* _What you need to do_
Please return the data word for word and leave out any picture it contains.

* _Records provided_
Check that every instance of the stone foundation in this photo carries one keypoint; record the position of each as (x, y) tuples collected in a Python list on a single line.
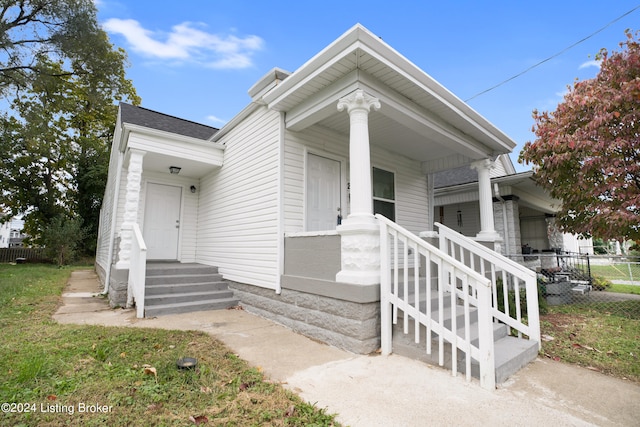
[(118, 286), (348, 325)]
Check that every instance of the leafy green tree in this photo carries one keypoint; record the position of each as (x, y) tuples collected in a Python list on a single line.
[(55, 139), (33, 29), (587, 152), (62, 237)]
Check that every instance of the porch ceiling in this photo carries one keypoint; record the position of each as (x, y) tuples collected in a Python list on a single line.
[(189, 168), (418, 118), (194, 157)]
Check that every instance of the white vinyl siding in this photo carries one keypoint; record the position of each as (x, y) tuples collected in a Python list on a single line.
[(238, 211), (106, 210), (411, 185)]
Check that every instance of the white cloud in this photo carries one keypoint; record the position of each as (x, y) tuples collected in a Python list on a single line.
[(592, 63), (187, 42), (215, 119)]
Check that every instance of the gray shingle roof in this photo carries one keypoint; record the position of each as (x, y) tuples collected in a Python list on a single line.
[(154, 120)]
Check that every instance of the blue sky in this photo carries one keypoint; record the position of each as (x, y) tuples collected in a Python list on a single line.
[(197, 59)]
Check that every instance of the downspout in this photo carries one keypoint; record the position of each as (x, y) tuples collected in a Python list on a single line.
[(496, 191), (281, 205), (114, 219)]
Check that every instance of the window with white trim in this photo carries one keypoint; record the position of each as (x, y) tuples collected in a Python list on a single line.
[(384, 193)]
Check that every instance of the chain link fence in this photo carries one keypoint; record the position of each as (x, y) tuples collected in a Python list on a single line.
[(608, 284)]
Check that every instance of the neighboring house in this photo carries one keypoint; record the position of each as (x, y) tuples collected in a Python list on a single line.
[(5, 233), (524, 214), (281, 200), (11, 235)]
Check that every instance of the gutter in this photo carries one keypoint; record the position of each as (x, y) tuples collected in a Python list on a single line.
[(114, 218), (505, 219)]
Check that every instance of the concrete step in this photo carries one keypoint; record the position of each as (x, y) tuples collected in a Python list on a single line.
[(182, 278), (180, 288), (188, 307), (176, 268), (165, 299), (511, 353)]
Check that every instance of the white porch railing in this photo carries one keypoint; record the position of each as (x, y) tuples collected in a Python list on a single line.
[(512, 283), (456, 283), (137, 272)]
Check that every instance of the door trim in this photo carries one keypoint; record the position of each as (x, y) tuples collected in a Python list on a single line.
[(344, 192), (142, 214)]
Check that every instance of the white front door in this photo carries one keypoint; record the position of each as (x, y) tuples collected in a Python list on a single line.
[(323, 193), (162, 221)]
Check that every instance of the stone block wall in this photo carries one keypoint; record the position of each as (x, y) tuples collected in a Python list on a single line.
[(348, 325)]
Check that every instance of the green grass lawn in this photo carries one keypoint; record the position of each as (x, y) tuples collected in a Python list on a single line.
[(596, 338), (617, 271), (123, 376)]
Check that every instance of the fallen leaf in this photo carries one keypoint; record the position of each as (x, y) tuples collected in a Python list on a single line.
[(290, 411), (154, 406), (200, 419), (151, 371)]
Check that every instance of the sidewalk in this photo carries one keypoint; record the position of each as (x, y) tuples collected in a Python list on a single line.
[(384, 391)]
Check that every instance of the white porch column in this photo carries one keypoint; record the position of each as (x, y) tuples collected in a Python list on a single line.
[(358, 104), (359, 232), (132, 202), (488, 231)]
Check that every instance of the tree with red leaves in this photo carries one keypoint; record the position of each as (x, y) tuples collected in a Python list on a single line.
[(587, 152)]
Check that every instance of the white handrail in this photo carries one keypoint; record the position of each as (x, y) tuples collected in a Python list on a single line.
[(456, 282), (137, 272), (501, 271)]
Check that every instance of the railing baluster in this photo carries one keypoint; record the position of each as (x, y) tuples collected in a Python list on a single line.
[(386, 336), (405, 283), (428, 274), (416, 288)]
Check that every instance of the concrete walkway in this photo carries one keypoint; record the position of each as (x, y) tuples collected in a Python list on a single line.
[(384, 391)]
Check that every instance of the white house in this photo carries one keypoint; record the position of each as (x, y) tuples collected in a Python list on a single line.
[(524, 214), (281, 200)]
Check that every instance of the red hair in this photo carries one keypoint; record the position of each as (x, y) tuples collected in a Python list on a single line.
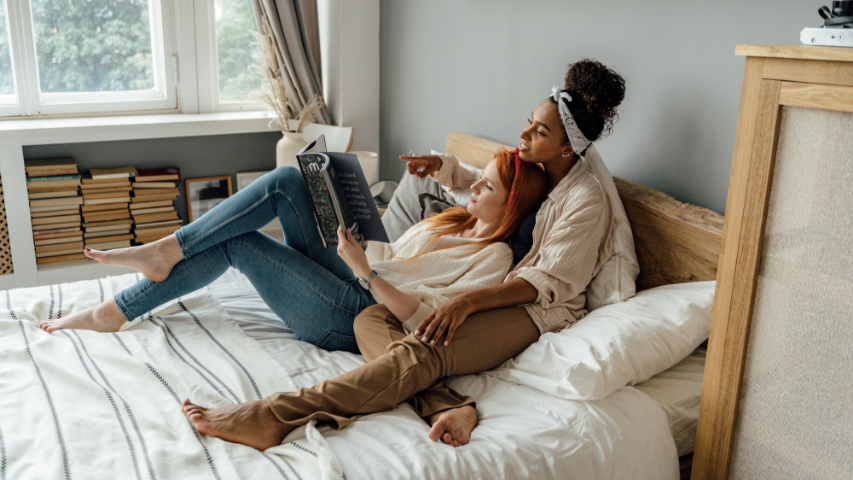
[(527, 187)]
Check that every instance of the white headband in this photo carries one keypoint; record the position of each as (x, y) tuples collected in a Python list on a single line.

* _Exercise output_
Check that every instance of the stone foundation in this photo carries one keypoint; record the position of each as (x, y) tuples collected in a Python list on a single line.
[(118, 286), (348, 325)]
Check that every instance of the leafy green tree in this photo carries one keypoint; record the position of each as (x, y) tuples collected in a Python list on a single line.
[(55, 139), (33, 29), (587, 152), (62, 237)]
Check that every instance of the porch ceiling in this photo carries one keypoint; record the position of each as (x, y) tuples collected in a Python list on a single line.
[(189, 168), (418, 118), (194, 157)]
Check that every instance of the white vinyl siding in this photo carries one keypoint; record the position of each as (x, y) tuples collected in a Python list on a single line.
[(238, 211), (106, 210), (411, 185)]
Check that every instance of the white cloud in this photo carries one keypoint; record the position of each as (x, y) tuples collected in a Python list on a single line.
[(592, 63), (187, 42), (215, 119)]
Check that every instance of the gray shingle roof in this photo carries one keypoint; record the position of each as (x, y) tuples collected in a Python list on a single line.
[(154, 120)]
Check that every instance of the blue sky in this photo carries one keypoint; record the position of each as (x, y) tuples collected in a Python list on a single line.
[(197, 59)]
Check that every instance of the downspout in this photo carries one keypoint; record the position of each as (x, y) tuples collected in a Python list on a single line.
[(496, 191), (281, 205), (114, 219)]
Check that every instance of the window with white trim in this photo carries one keypoint; record the position of each as (x, y) tuples collected in a Python list on a single line.
[(384, 193)]
Check that every instance of the chain link fence in this photo carries one keypoint; record the position of each as (x, y) tuples collected in a Python list on a single line.
[(608, 284)]
Check that every instance of the neighboring house in this photo carries one keypoint; record the position of each as (x, y) tuples collected in a Python list on a single line.
[(5, 233), (524, 214), (281, 200), (11, 235)]
Check that every instance of the gutter in this photo carries one keypoint; record the position of each as (x, y) tuples collected in a Python list on a single line.
[(114, 218), (505, 219)]
Check that every instance of the concrete step in this photo carries one keypoint; record the position of each as (x, y) tuples collected in a Python list on a single line.
[(182, 278), (180, 288), (188, 307), (176, 268), (165, 299), (511, 353)]
Check that every instance of the white porch railing in this photo carries one keypoint; record the position of each as (x, y) tuples collected in a Python list on a single line.
[(512, 283), (456, 283), (137, 272)]
Check that every instance of the door trim in this photo carries one keypoint; record the position of each as (x, y) tuples collected in a Python list on a single line.
[(344, 192), (142, 214)]
Check that every instance of the white front door in this photo carries one keypoint; record the position of each as (x, y) tuples collected in a Python list on a single line.
[(323, 193), (162, 221)]
Check that every instance of the stone block wall in this photo carries one keypoint; record the position of each as (x, y) tuples collected in a Python list on a single line.
[(348, 325)]
Check that every instance of the green grass lawn in this photo carries one keypoint; record the position of each as (x, y) tuples collected in a Python list on a single line.
[(596, 338), (617, 271), (123, 376)]
Check that every instance of the fallen leaf in this photo carries one keypoint; record the position of each as (x, y) tuples collected in a Python list on a single line.
[(290, 411), (154, 406), (200, 419), (151, 371)]
Check that every instance of the sidewalk in this photo carries one keypoint; record the position of each as (x, y) tuples collected in a Python list on a single line.
[(384, 391)]
Check that every instance of the white porch column in this photo carries one keypoint; record the position of each as (x, y) tuples collected in a Python list on a single line.
[(358, 104), (359, 232), (132, 202), (488, 231)]
Check that every instance of the tree with red leaves in this photo carries one keypoint; record the position of each as (x, y) tuples collected in a Python list on a single line.
[(587, 152)]
Check that every instance of the white handrail in this photo carries one keypoint; record the position of each as (x, y) tuples collected in a Python list on a single line.
[(456, 282), (137, 272), (501, 271)]
Check that every instance of the railing baluster in this photo carries one keypoint; record the position of each as (x, y) tuples collected in a Python list on a single line.
[(386, 336), (405, 283), (428, 274), (416, 288)]
Check that every instance of the concrete walkway in this photo carries one keypoint; record the position of each as (x, y) tuples collected in a Python list on a single line.
[(384, 391)]
Check that every instance of the white house in this photo carries one keypoint; record the position of each as (x, y) tuples collected in a Python list on a single line.
[(524, 214), (281, 200)]
Check that every instance of the red hair in this photo carries one keypoint; record the position of each as (x, y) tuples collected in a Python list on a single line.
[(527, 187)]
Check that every instance of the white headband in this photo carries one keypoint; record the position of each as (x, y) tuples collected in a Python list on a single line.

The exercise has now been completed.